— Aim —
Scale the material from the line containing "Outline each blurred purple" through the line containing "[21,55,40,98]". Reproduce only those lines, requests included, and multiply every bounding-box coordinate in them by 2.05, rounding to whole numbers with halves going up.
======== Task data ========
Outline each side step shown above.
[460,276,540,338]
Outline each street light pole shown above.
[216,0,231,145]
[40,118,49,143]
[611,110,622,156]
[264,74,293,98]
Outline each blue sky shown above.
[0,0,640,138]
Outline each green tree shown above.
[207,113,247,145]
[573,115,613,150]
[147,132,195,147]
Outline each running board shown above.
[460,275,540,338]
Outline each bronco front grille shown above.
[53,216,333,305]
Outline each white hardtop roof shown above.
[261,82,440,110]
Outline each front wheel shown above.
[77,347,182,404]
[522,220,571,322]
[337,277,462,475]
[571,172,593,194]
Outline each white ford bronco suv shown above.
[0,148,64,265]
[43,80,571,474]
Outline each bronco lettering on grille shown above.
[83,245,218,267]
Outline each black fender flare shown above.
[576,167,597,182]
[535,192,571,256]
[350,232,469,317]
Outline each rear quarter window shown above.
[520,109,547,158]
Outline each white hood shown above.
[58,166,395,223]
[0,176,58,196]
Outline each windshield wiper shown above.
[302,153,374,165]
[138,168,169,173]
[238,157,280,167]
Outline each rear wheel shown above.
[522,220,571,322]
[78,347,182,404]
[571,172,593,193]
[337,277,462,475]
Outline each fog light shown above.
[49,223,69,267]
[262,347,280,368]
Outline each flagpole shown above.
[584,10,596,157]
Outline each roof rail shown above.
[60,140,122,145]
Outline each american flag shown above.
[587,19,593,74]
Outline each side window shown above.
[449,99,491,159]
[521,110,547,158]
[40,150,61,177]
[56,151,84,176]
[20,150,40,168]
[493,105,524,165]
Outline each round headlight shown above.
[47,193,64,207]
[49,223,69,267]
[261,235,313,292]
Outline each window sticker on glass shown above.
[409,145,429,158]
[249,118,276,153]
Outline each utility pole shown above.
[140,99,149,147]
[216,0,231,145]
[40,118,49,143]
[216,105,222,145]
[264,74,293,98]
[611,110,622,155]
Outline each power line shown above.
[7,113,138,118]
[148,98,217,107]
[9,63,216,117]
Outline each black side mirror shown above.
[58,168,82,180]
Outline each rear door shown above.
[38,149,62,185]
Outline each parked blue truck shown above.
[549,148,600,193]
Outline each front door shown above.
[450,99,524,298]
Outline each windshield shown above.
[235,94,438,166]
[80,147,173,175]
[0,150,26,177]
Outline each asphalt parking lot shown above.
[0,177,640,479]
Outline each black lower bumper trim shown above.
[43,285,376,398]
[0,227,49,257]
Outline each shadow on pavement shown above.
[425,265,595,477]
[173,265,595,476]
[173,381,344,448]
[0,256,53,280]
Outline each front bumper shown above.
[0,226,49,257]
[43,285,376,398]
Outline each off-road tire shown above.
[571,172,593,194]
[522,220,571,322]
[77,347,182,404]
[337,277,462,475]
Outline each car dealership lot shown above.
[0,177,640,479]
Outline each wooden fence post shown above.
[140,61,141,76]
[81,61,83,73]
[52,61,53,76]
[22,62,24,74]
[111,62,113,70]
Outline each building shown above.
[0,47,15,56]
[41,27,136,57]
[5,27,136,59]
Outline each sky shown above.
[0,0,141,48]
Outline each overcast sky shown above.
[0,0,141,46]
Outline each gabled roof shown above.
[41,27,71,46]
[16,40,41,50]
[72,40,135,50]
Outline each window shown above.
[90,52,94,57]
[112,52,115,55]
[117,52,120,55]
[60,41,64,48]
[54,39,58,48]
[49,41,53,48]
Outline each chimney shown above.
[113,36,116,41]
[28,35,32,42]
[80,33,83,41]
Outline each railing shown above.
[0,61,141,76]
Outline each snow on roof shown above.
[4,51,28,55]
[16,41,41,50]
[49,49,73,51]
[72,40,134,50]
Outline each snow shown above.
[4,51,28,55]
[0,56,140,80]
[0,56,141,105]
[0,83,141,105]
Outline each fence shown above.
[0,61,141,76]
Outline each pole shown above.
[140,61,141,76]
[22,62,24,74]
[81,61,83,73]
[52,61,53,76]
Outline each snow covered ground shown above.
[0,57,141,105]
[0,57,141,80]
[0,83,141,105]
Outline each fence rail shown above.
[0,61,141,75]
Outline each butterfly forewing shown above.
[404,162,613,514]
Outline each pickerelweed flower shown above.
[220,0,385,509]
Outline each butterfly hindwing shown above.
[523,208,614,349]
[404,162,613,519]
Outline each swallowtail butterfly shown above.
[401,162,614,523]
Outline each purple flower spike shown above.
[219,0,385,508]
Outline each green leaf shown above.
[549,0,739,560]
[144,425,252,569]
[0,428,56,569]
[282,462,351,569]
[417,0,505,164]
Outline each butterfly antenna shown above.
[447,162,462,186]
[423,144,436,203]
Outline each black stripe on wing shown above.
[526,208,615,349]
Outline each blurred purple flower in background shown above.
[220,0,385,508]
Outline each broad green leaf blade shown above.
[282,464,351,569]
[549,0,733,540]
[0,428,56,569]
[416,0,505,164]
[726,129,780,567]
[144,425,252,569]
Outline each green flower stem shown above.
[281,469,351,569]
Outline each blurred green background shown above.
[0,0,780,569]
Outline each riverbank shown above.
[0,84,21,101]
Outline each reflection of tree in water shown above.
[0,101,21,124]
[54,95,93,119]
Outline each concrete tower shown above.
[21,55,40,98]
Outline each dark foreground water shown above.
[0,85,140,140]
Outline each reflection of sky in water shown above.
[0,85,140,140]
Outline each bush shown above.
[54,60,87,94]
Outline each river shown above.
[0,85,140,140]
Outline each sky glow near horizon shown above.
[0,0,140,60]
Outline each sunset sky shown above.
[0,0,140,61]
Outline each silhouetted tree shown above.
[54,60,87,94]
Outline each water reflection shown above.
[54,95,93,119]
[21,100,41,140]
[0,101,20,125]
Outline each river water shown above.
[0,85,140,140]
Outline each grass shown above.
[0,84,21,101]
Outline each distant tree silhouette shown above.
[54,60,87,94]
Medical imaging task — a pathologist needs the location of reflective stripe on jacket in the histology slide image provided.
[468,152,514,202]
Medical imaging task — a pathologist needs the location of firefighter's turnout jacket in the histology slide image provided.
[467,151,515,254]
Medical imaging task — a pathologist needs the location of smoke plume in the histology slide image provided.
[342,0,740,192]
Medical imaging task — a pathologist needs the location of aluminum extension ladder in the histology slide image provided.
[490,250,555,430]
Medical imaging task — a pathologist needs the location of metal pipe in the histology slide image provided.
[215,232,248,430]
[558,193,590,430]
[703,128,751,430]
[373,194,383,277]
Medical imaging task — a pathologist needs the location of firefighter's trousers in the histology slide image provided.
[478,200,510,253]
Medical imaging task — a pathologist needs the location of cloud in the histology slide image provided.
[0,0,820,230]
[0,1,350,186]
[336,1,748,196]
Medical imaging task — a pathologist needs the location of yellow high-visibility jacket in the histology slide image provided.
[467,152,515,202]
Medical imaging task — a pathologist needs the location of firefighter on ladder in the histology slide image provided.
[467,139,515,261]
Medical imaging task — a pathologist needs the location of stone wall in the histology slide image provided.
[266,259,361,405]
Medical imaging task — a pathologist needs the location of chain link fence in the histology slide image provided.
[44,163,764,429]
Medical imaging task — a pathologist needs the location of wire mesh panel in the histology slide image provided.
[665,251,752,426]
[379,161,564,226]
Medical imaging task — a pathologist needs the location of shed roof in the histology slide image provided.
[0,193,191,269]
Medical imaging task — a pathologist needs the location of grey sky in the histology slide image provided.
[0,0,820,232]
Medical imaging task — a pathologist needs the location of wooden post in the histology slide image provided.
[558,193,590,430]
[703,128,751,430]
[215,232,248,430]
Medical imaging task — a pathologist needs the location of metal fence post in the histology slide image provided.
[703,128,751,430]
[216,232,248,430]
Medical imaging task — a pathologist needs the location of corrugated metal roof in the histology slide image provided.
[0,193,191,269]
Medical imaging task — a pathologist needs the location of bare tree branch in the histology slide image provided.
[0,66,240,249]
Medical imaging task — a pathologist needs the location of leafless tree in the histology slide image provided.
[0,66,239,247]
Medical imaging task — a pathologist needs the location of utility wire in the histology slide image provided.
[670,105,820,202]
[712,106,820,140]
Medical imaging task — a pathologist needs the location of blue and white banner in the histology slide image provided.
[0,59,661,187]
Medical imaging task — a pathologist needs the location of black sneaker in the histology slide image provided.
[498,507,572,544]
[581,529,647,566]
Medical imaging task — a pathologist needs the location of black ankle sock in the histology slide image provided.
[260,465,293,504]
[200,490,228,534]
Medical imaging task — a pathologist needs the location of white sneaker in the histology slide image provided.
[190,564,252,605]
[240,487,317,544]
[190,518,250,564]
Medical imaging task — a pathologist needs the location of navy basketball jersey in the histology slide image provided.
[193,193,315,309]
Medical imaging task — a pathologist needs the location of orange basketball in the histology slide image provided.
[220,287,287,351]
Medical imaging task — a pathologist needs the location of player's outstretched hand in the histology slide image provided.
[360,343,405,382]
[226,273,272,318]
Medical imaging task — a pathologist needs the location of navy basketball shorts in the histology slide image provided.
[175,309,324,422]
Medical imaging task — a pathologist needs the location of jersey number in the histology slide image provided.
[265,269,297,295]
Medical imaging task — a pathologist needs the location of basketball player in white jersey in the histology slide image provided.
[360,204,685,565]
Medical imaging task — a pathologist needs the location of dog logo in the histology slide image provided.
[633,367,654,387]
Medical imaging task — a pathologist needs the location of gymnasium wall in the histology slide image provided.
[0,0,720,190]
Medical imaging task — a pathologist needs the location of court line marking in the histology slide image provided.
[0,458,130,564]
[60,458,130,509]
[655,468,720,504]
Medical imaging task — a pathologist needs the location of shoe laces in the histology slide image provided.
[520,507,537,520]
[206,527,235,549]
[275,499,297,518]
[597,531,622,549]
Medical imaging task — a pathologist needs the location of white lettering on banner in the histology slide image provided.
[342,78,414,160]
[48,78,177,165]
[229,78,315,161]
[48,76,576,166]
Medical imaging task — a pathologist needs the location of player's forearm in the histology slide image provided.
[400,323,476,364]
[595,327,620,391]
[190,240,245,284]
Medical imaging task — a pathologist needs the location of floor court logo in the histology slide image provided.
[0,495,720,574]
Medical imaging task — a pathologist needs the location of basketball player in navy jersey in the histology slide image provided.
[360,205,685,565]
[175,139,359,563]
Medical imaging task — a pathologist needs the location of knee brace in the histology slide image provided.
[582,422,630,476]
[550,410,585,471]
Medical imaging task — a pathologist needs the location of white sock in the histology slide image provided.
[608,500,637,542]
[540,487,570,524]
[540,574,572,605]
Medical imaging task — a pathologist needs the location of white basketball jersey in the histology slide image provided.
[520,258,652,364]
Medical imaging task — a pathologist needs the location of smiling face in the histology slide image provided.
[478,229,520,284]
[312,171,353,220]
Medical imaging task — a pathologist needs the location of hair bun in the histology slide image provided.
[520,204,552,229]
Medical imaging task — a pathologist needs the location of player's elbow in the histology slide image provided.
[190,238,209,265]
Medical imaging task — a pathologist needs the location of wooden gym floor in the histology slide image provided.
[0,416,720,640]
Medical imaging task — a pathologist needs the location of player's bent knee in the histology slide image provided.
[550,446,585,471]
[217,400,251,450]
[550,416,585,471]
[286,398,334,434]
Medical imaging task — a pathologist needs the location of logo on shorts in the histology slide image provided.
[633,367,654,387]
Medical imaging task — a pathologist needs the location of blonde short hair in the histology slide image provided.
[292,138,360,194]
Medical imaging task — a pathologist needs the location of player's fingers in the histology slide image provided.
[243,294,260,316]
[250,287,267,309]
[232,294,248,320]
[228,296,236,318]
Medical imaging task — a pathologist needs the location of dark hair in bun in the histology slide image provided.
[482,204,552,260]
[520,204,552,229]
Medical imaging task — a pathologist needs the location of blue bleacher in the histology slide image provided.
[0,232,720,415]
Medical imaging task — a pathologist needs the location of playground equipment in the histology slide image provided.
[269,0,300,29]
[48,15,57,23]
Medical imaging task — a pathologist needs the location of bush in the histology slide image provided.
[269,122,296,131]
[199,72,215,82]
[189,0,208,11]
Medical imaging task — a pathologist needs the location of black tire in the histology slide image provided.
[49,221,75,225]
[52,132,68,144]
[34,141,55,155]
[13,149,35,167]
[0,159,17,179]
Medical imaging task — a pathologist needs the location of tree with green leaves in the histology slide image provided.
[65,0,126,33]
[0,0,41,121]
========
— Solution to this task —
Outline each blurred purple flower in background shown above.
[451,0,789,1041]
Outline each broad green leaf blade shown above.
[578,951,720,1166]
[1125,0,1503,1107]
[0,877,115,1166]
[853,0,1035,336]
[1488,264,1599,1162]
[295,871,517,1166]
Outline each green flower stem shown above.
[576,961,720,1166]
Outline each blurred green background shown above.
[0,0,1599,1166]
Outline each riverbank shown above.
[0,172,43,207]
Outline each reflection of tree in water shown above.
[0,207,43,254]
[111,195,191,244]
Outline each concrete tower shown above.
[43,113,82,201]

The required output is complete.